**TASK DETAILS:** From the records below, set down exactly the lines starting with the line that contains "Query: window frame" and going on through the line that contains "Find the bus wheel;". Nothing else is wanted.

Region pointing data:

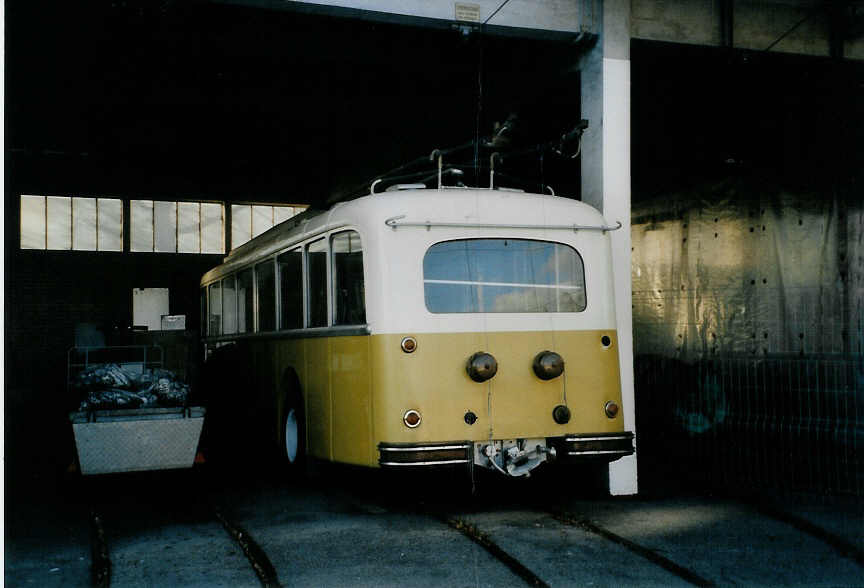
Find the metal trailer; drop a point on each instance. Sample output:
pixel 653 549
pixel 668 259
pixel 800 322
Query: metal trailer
pixel 129 440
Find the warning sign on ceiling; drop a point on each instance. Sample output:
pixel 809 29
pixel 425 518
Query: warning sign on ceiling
pixel 467 12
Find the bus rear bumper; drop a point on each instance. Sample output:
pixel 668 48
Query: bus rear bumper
pixel 511 456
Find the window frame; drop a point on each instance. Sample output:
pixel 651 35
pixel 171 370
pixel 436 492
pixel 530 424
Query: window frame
pixel 333 312
pixel 583 286
pixel 303 247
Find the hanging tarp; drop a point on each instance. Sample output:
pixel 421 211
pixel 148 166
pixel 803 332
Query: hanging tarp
pixel 747 317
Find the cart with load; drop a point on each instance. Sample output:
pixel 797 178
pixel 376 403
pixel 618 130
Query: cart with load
pixel 133 415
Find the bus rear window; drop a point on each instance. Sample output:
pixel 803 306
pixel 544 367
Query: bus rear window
pixel 503 275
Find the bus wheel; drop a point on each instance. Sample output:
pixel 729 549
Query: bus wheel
pixel 291 436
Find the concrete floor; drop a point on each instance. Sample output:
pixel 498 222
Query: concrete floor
pixel 350 528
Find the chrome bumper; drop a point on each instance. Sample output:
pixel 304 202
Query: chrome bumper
pixel 427 454
pixel 595 446
pixel 570 448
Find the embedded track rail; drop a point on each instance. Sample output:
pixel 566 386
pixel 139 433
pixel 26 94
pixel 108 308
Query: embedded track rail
pixel 503 541
pixel 101 566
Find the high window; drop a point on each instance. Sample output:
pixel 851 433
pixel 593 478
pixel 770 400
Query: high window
pixel 250 220
pixel 63 222
pixel 503 275
pixel 176 227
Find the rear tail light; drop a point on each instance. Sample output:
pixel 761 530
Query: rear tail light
pixel 561 414
pixel 548 365
pixel 481 366
pixel 411 418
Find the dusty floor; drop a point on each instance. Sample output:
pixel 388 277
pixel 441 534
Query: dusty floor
pixel 350 528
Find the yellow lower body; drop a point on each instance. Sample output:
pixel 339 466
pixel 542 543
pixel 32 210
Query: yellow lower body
pixel 357 388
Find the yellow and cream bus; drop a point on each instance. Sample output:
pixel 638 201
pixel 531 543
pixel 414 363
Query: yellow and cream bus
pixel 424 327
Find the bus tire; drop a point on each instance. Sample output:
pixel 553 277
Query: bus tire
pixel 292 430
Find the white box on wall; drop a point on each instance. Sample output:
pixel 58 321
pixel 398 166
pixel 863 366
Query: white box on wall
pixel 149 305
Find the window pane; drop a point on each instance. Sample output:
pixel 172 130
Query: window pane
pixel 241 224
pixel 141 212
pixel 317 264
pixel 211 228
pixel 59 222
pixel 348 279
pixel 214 327
pixel 262 219
pixel 165 226
pixel 245 317
pixel 283 213
pixel 188 234
pixel 503 275
pixel 110 225
pixel 229 306
pixel 265 276
pixel 291 289
pixel 32 222
pixel 84 224
pixel 203 316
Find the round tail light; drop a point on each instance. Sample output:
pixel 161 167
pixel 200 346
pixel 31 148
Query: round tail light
pixel 411 418
pixel 561 414
pixel 481 366
pixel 548 365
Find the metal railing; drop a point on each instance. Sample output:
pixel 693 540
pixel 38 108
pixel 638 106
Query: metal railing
pixel 789 423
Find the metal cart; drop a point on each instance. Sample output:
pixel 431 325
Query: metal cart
pixel 128 440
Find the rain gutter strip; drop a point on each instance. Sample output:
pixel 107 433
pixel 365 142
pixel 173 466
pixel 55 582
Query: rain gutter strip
pixel 648 554
pixel 257 558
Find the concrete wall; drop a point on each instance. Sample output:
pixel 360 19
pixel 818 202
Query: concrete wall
pixel 804 25
pixel 553 15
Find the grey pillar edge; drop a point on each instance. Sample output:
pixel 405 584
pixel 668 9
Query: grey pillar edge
pixel 605 89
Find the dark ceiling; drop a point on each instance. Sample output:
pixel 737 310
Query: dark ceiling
pixel 196 100
pixel 203 100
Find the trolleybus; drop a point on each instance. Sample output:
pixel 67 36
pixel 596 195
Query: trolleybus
pixel 424 327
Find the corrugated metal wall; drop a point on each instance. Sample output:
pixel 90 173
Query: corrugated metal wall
pixel 748 304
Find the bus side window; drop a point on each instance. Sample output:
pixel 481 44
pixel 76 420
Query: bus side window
pixel 291 289
pixel 265 278
pixel 348 287
pixel 245 316
pixel 316 263
pixel 229 306
pixel 214 324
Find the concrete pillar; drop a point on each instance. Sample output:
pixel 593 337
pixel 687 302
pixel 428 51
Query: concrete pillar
pixel 605 88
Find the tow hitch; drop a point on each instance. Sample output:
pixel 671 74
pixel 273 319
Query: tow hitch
pixel 512 457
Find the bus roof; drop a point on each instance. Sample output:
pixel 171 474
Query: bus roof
pixel 440 204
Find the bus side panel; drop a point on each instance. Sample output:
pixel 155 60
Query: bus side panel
pixel 350 393
pixel 267 385
pixel 316 388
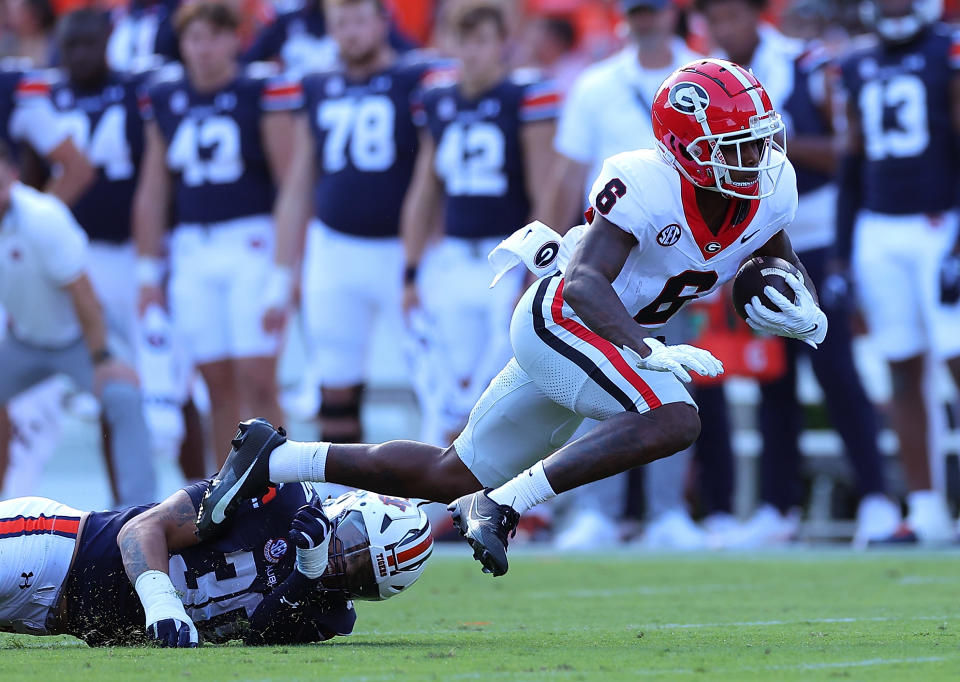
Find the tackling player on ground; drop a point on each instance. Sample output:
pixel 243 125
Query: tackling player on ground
pixel 217 144
pixel 63 571
pixel 667 226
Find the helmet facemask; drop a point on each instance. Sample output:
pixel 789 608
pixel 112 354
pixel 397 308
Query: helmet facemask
pixel 379 545
pixel 722 154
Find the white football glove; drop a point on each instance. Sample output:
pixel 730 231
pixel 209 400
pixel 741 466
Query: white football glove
pixel 167 623
pixel 677 359
pixel 803 320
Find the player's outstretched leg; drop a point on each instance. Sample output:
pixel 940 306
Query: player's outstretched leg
pixel 245 474
pixel 622 442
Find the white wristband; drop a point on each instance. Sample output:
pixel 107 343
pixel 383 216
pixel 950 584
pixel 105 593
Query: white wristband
pixel 149 271
pixel 313 562
pixel 278 287
pixel 159 598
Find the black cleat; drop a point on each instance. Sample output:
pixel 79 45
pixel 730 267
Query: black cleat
pixel 245 474
pixel 486 525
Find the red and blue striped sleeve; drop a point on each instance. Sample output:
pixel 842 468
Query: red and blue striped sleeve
pixel 282 95
pixel 541 102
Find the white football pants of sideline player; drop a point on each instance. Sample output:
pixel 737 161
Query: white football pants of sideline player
pixel 463 332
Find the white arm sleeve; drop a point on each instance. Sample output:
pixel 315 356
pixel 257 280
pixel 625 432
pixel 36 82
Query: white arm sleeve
pixel 35 121
pixel 574 138
pixel 63 242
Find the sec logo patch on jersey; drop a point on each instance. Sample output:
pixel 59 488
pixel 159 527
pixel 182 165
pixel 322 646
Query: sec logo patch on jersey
pixel 546 254
pixel 669 235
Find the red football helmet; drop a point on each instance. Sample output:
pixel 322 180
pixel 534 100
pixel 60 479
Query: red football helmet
pixel 704 112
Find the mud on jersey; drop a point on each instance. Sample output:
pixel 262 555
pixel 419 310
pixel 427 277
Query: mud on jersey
pixel 105 124
pixel 214 144
pixel 677 258
pixel 479 153
pixel 221 582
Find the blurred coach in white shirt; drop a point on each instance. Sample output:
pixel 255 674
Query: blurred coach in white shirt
pixel 55 326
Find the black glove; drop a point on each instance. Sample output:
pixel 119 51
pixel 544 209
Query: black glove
pixel 309 527
pixel 172 633
pixel 950 279
pixel 310 534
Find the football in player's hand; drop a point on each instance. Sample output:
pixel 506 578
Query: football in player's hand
pixel 758 273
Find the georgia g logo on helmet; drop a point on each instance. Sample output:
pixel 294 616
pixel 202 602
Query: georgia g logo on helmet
pixel 687 97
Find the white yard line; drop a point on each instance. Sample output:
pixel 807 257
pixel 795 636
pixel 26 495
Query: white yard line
pixel 770 623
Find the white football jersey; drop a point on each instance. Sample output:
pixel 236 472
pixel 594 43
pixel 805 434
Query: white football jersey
pixel 677 258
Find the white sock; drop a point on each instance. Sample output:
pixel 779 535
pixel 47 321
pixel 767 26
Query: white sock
pixel 295 462
pixel 526 490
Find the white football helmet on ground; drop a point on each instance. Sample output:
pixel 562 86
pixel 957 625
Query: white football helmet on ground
pixel 379 547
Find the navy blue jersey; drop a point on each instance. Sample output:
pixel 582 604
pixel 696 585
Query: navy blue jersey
pixel 105 124
pixel 299 39
pixel 143 34
pixel 479 154
pixel 214 145
pixel 25 110
pixel 804 114
pixel 366 145
pixel 221 581
pixel 901 95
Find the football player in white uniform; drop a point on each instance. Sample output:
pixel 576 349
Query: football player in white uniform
pixel 668 225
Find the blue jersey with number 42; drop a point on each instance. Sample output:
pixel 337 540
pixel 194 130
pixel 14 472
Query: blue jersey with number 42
pixel 901 96
pixel 215 147
pixel 479 154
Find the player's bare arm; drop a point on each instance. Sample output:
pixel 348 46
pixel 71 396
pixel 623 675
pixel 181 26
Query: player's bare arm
pixel 779 246
pixel 277 129
pixel 76 172
pixel 417 221
pixel 146 542
pixel 150 216
pixel 849 195
pixel 588 289
pixel 538 159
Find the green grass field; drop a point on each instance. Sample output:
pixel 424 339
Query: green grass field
pixel 789 616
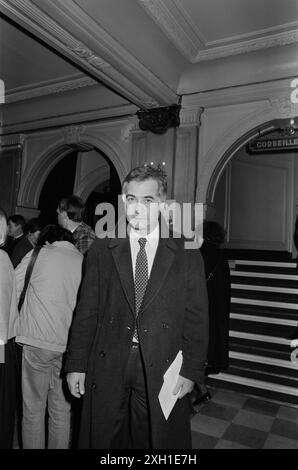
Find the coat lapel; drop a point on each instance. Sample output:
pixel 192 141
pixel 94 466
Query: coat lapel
pixel 163 261
pixel 122 257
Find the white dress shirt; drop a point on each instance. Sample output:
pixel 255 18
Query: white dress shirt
pixel 150 247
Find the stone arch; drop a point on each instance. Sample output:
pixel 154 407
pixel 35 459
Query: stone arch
pixel 212 164
pixel 35 177
pixel 230 152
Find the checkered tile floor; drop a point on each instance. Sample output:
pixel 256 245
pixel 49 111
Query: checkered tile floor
pixel 235 421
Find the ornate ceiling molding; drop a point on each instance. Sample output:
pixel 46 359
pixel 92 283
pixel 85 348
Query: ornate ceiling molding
pixel 16 140
pixel 274 40
pixel 51 89
pixel 159 120
pixel 191 116
pixel 176 23
pixel 127 76
pixel 284 108
pixel 172 27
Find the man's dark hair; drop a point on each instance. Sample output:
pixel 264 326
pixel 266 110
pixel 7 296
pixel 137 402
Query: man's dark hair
pixel 143 173
pixel 33 225
pixel 54 233
pixel 213 232
pixel 17 220
pixel 74 207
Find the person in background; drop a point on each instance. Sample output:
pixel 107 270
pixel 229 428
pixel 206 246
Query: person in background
pixel 219 292
pixel 16 224
pixel 43 328
pixel 70 216
pixel 8 320
pixel 26 243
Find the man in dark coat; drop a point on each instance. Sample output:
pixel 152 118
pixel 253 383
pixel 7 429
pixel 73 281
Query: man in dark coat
pixel 121 347
pixel 219 296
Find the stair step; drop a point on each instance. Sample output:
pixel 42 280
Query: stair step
pixel 268 264
pixel 246 346
pixel 263 269
pixel 287 364
pixel 263 375
pixel 264 275
pixel 264 280
pixel 264 311
pixel 266 390
pixel 263 319
pixel 265 288
pixel 280 332
pixel 260 384
pixel 264 338
pixel 263 302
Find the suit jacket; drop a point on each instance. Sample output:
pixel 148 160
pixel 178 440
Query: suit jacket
pixel 173 316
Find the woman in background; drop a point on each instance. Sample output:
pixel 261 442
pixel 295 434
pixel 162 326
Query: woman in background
pixel 218 286
pixel 8 319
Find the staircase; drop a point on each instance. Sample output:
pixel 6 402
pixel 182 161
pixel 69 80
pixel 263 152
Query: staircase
pixel 264 313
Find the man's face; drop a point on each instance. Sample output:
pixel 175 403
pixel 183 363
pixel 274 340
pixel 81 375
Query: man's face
pixel 14 230
pixel 142 203
pixel 62 218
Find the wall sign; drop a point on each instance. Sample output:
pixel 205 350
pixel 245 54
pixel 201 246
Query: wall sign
pixel 275 144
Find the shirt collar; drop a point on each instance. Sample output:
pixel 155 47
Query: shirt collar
pixel 151 237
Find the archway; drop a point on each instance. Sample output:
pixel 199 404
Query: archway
pixel 86 172
pixel 252 195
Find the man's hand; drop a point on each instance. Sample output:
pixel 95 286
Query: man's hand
pixel 183 386
pixel 76 383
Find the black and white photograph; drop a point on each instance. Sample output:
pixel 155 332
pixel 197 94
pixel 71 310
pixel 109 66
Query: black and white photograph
pixel 148 229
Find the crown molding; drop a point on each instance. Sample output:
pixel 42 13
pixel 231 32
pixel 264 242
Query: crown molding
pixel 191 116
pixel 171 24
pixel 238 94
pixel 284 108
pixel 274 40
pixel 114 112
pixel 176 23
pixel 127 76
pixel 12 140
pixel 49 89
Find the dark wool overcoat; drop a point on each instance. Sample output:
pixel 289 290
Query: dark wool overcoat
pixel 219 295
pixel 173 317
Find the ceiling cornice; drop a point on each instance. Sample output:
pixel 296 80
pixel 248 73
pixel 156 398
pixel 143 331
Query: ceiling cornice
pixel 52 88
pixel 274 40
pixel 127 76
pixel 175 22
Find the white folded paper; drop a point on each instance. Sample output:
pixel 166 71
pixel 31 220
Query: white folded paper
pixel 166 397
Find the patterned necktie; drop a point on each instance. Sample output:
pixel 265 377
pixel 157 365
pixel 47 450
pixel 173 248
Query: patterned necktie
pixel 141 274
pixel 141 279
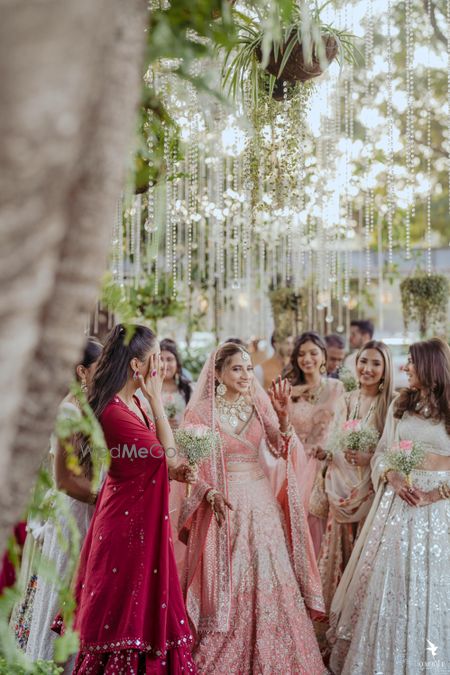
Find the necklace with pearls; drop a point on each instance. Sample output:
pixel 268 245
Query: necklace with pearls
pixel 232 412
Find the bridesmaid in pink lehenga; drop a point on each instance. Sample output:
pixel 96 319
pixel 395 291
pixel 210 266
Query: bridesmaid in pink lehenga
pixel 317 402
pixel 250 578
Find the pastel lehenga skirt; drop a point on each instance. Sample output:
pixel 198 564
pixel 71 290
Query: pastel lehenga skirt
pixel 270 630
pixel 396 617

**EXERCISE RESULT:**
Query: window frame
pixel 333 312
pixel 583 286
pixel 303 247
Find the hanging tarp; drop a point on each instance. Sample output:
pixel 421 211
pixel 148 166
pixel 803 332
Query: hanging tarp
pixel 747 317
Find the cart with load; drop a point on each instance. Sample output:
pixel 797 178
pixel 376 403
pixel 618 130
Query: cart with load
pixel 133 415
Find the bus rear window; drop a point on each instance. Sample output:
pixel 803 306
pixel 544 367
Query: bus rear window
pixel 503 275
Find the bus wheel; drop a point on each instance. Sample output:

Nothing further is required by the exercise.